→ **Point labeling examples**
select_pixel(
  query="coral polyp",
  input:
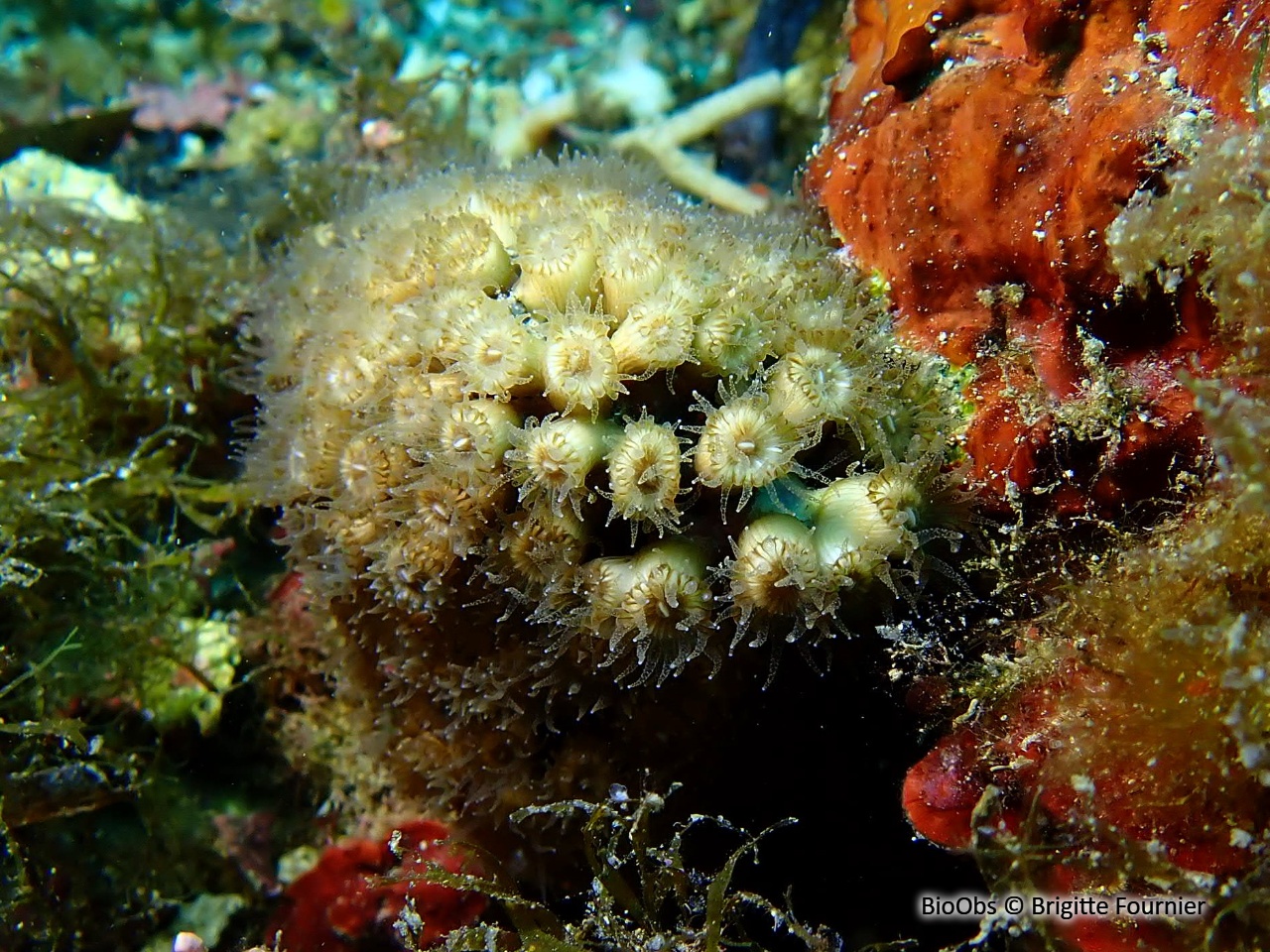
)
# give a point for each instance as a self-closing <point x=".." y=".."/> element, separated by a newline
<point x="547" y="439"/>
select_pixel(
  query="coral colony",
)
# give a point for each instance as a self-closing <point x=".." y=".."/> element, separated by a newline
<point x="548" y="439"/>
<point x="564" y="463"/>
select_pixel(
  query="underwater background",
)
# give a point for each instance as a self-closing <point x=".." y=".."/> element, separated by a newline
<point x="633" y="476"/>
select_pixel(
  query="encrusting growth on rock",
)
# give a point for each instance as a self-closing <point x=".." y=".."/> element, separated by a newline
<point x="544" y="438"/>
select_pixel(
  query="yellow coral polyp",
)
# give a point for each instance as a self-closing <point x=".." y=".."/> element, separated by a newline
<point x="559" y="264"/>
<point x="631" y="268"/>
<point x="744" y="444"/>
<point x="552" y="460"/>
<point x="371" y="465"/>
<point x="543" y="548"/>
<point x="644" y="474"/>
<point x="579" y="367"/>
<point x="467" y="426"/>
<point x="860" y="522"/>
<point x="813" y="385"/>
<point x="476" y="434"/>
<point x="775" y="569"/>
<point x="729" y="340"/>
<point x="665" y="611"/>
<point x="656" y="333"/>
<point x="466" y="245"/>
<point x="495" y="350"/>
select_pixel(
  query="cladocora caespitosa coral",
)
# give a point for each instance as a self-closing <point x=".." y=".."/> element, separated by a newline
<point x="550" y="444"/>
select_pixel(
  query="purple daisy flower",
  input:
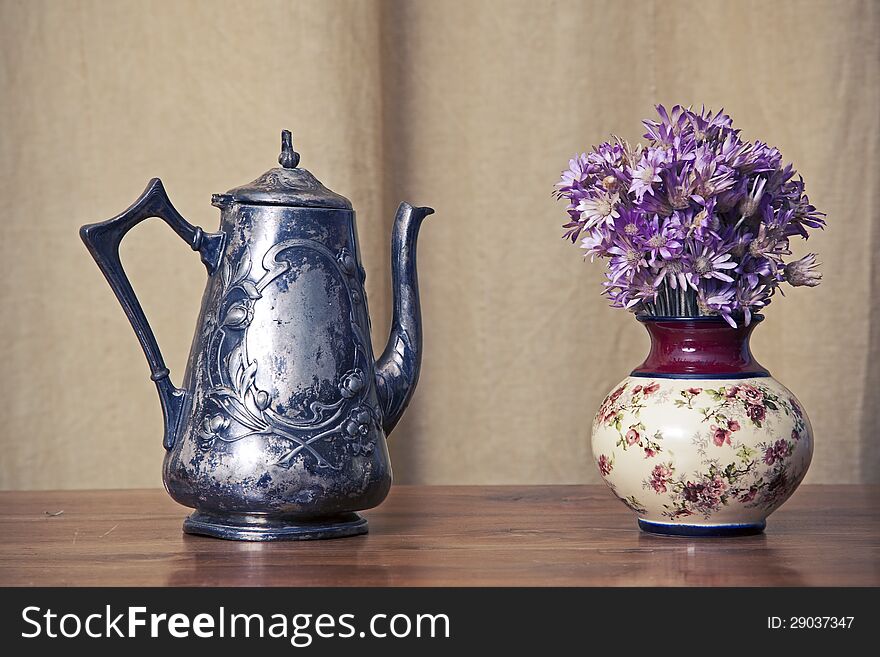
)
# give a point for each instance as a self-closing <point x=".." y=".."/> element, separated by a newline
<point x="647" y="173"/>
<point x="697" y="222"/>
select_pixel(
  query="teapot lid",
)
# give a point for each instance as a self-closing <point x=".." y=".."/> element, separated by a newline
<point x="285" y="185"/>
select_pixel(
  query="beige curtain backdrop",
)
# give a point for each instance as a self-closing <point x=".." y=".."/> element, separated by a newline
<point x="472" y="107"/>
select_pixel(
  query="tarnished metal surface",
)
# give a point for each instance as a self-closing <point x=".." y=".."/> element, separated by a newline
<point x="278" y="431"/>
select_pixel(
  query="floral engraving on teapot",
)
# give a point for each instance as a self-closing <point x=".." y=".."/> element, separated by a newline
<point x="241" y="409"/>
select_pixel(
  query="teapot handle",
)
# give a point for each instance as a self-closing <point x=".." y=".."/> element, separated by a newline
<point x="103" y="239"/>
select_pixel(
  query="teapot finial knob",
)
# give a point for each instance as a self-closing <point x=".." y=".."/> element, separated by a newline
<point x="289" y="158"/>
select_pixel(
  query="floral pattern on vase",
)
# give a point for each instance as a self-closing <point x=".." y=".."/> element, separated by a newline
<point x="703" y="452"/>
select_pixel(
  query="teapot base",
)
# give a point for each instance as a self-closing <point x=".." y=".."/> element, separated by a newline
<point x="253" y="527"/>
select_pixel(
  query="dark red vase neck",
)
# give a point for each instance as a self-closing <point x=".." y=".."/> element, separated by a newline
<point x="699" y="347"/>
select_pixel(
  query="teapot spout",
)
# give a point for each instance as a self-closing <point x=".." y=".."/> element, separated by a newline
<point x="397" y="370"/>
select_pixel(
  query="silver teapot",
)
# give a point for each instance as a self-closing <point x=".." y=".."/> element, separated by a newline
<point x="278" y="431"/>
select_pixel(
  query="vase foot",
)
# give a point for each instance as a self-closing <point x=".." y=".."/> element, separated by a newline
<point x="678" y="529"/>
<point x="253" y="527"/>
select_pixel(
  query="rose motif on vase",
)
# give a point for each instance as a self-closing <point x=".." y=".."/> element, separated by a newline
<point x="702" y="452"/>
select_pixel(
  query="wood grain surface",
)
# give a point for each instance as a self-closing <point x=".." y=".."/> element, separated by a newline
<point x="438" y="536"/>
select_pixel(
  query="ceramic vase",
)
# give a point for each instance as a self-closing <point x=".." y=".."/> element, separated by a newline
<point x="700" y="440"/>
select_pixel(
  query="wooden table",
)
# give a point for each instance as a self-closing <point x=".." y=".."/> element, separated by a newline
<point x="439" y="536"/>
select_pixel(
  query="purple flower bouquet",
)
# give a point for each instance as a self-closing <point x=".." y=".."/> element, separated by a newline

→ **Requirement**
Reproduce the material in its entirety and word for word, without the pictures.

→ **Final answer**
select_pixel(
  query="coral polyp",
  input:
)
# give a point for each instance as a self-closing <point x=".." y=".."/> element, separated by a newline
<point x="547" y="439"/>
select_pixel(
  query="coral colony",
)
# give a point for each instance as a self-closing <point x=".." y=".."/> element, separated by a newline
<point x="548" y="439"/>
<point x="564" y="463"/>
select_pixel(
  query="underwater background",
)
# give a point for each instance as a self-closing <point x=".." y=".."/> element, separated by a newline
<point x="633" y="476"/>
select_pixel(
  query="encrusting growth on rock",
)
# give a point for each instance as a self-closing <point x=".." y=".."/> element, separated by a newline
<point x="544" y="438"/>
select_pixel(
  query="yellow coral polyp",
)
# give a point for each instance as a self-closing <point x=".." y=".."/> element, separated by a newline
<point x="559" y="264"/>
<point x="631" y="268"/>
<point x="744" y="444"/>
<point x="552" y="460"/>
<point x="371" y="465"/>
<point x="543" y="548"/>
<point x="644" y="474"/>
<point x="579" y="367"/>
<point x="467" y="426"/>
<point x="860" y="522"/>
<point x="813" y="385"/>
<point x="476" y="434"/>
<point x="775" y="569"/>
<point x="729" y="340"/>
<point x="665" y="611"/>
<point x="656" y="333"/>
<point x="466" y="245"/>
<point x="495" y="350"/>
select_pixel(
  query="cladocora caespitosa coral",
)
# give a point for each instance as a self-closing <point x=".." y=".."/> element, separated by a newline
<point x="550" y="444"/>
select_pixel(
  query="purple daisy flower",
  input:
)
# give a point for each instance as a self-closing <point x=".." y=".."/> element, separated by a newline
<point x="647" y="173"/>
<point x="697" y="222"/>
select_pixel(
  query="teapot lid",
)
# give a point for each instance as a self-closing <point x=".." y=".."/> element, separated by a newline
<point x="285" y="185"/>
select_pixel(
  query="beige curtain backdrop",
)
# give a point for each instance as a self-closing <point x=".." y=".."/> element, separated by a newline
<point x="472" y="107"/>
select_pixel(
  query="tarnished metal surface",
)
# give a point for each instance as a self-closing <point x=".." y=".."/> element, separated by a newline
<point x="278" y="431"/>
select_pixel(
  query="floral engraving on teapot",
)
# give a point for each instance as a self-closing <point x=".." y=".."/> element, separated by a newline
<point x="241" y="409"/>
select_pixel(
  query="teapot handle",
)
# give a point for each instance as a self-closing <point x=".." y=".."/> element, separated by a newline
<point x="103" y="239"/>
select_pixel(
  query="teapot finial knob",
)
# give a point for each instance as a self-closing <point x=".." y=".."/> element, separated by a newline
<point x="289" y="158"/>
select_pixel(
  query="floral pattern on vase",
)
# give a point for each instance as a self-closing <point x=".." y=".."/> element, separated by a newline
<point x="703" y="452"/>
select_pixel(
  query="teapot base",
)
# give a point for each instance as a self-closing <point x=".." y=".."/> element, separated by a newline
<point x="253" y="527"/>
select_pixel(
  query="dark red vase neck",
)
# give a point for each instance as a self-closing <point x=".." y=".."/> element, separated by a newline
<point x="699" y="347"/>
select_pixel(
  query="teapot spout",
)
# give a point for each instance as a self-closing <point x=".." y=".."/> element, separated by a newline
<point x="397" y="370"/>
select_pixel(
  query="silver teapot",
)
# give a point for each instance as a self-closing <point x=".." y=".."/> element, separated by a newline
<point x="278" y="431"/>
select_pixel(
  query="vase foot",
)
# give a point for each instance as a self-closing <point x=".." y=".."/> element, separated by a newline
<point x="678" y="529"/>
<point x="253" y="527"/>
select_pixel(
  query="rose motif on vase",
)
# give a point for each instance as a self-closing <point x=".." y=".."/> element, separated by a newline
<point x="702" y="452"/>
select_pixel(
  query="wood grain surface",
)
# give a point for each instance as a self-closing <point x=".." y=".."/> element, separated by a newline
<point x="438" y="536"/>
select_pixel(
  query="ceramic vase",
)
# give a point for each instance as a self-closing <point x=".." y=".."/> element, separated by a newline
<point x="700" y="440"/>
select_pixel(
  query="wooden table",
)
# give a point for each instance as a self-closing <point x=".." y=".."/> element, separated by a newline
<point x="439" y="536"/>
select_pixel(
  query="purple flower bouquet",
)
# give a point for each instance as a self-closing <point x=".." y=".."/> element, separated by a newline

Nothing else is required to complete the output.